## Brief a
Can you sum up the passage on habeas corpus in two sentences?

## Text section

==========

To understand why that's so important, we need to go back to this time last year. At the end of last September -- less than two months before the mid-term elections -- a Republican-controlled Congress forced through the Military Commissions Act, which expressly denies detainees the right either to appeal to the Geneva Conventions or to file a writ of habeas corpus. As a result of those provisions, any person the military now classifies as an "alien unlawful enemy combatant" has no legal recourse outside the military itself. Thanks to the MCA, in other words, America's avowed commitment to universal due process officially went out the window.
The Leahy-Specter proposal sought to change that. Entitled "The Habeas Corpus Restoration Act," the bill would have allowed us to defend our sovereignty without compromising our principles. The military would still have been able to capture, detain, and even try suspected terrorists. But because the bill would have restored habeas corpus, there also would have been judicial oversight.

==========

Location identification entries:
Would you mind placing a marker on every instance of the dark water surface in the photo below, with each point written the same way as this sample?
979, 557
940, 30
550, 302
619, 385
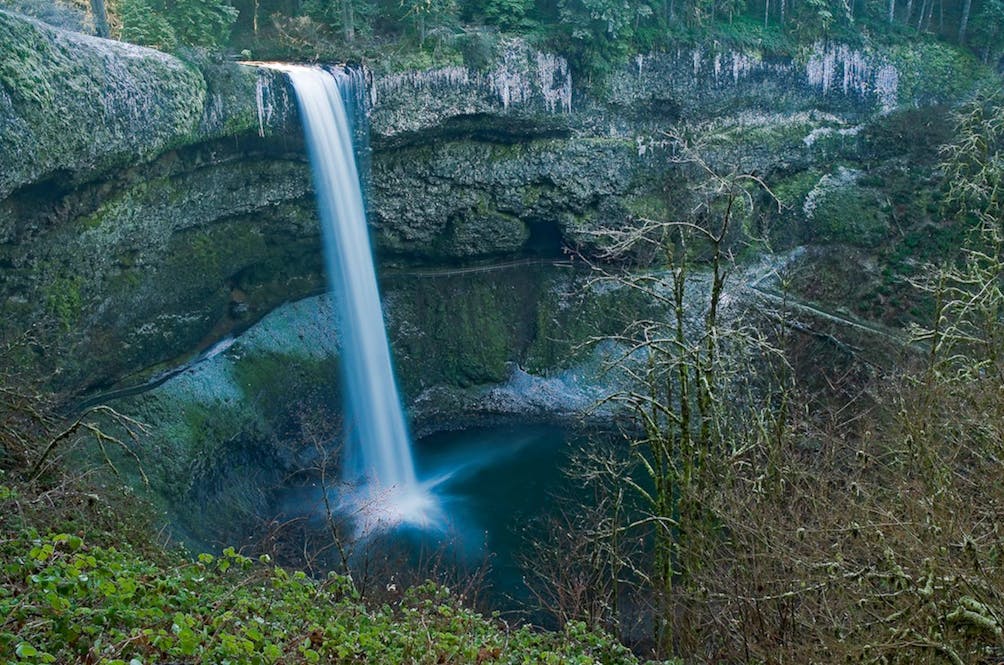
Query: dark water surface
493, 485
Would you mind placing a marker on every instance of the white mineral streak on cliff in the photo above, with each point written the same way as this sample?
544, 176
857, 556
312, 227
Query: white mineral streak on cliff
852, 72
832, 68
555, 81
520, 77
888, 86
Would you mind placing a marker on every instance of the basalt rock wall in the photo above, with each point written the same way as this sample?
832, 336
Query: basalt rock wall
151, 206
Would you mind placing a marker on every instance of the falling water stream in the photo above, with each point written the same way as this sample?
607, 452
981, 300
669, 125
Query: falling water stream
382, 488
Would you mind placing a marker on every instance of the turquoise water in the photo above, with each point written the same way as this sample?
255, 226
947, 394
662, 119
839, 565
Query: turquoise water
494, 485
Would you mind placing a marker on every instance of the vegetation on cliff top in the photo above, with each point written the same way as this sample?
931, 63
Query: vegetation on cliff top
595, 35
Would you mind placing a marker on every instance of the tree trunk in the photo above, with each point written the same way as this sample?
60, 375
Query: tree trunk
964, 23
100, 18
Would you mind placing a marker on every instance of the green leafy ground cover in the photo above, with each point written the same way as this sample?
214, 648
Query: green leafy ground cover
100, 592
64, 600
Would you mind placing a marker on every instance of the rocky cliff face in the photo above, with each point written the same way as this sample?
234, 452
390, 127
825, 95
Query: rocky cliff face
150, 206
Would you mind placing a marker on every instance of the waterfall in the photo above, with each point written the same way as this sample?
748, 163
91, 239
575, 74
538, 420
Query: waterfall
381, 487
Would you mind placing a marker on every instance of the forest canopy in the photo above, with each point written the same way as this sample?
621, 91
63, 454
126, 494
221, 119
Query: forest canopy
593, 34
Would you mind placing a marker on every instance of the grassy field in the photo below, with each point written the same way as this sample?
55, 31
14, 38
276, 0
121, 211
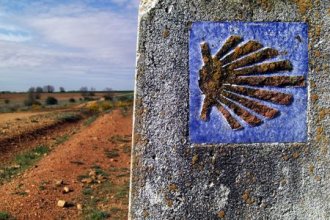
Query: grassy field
15, 102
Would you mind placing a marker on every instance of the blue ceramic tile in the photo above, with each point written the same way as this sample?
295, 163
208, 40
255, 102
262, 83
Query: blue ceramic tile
290, 39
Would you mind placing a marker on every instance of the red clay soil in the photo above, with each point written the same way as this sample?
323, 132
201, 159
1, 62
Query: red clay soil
88, 147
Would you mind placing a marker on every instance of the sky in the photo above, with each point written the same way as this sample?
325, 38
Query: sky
69, 43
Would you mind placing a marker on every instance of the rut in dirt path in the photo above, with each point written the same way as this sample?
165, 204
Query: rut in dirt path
34, 195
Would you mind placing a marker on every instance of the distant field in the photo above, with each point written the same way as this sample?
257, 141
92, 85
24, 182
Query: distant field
14, 102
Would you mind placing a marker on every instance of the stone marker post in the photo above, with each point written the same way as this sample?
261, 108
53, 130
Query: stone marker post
232, 110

==========

## Brief b
Can you identify every line in the listing that contains the word "stream", with case counting, and copy each of those lines?

## Task response a
At the end of last September, a Republican-controlled Congress forced through the Military Commissions Act, which denies detainees the right to appeal to the Geneva Conventions or to file a writ of habeas corpus, leaving anyone the military classifies as an "alien unlawful enemy combatant" with no legal recourse outside the military itself. The Leahy-Specter proposal, titled "The Habeas Corpus Restoration Act," would have restored habeas corpus, letting the military still capture, detain, and try suspected terrorists while adding judicial oversight.

## Task response b
Would you mind placing a marker on every instance of the falling water stream in the photo above, with each point written the same way as this sample?
Query: falling water stream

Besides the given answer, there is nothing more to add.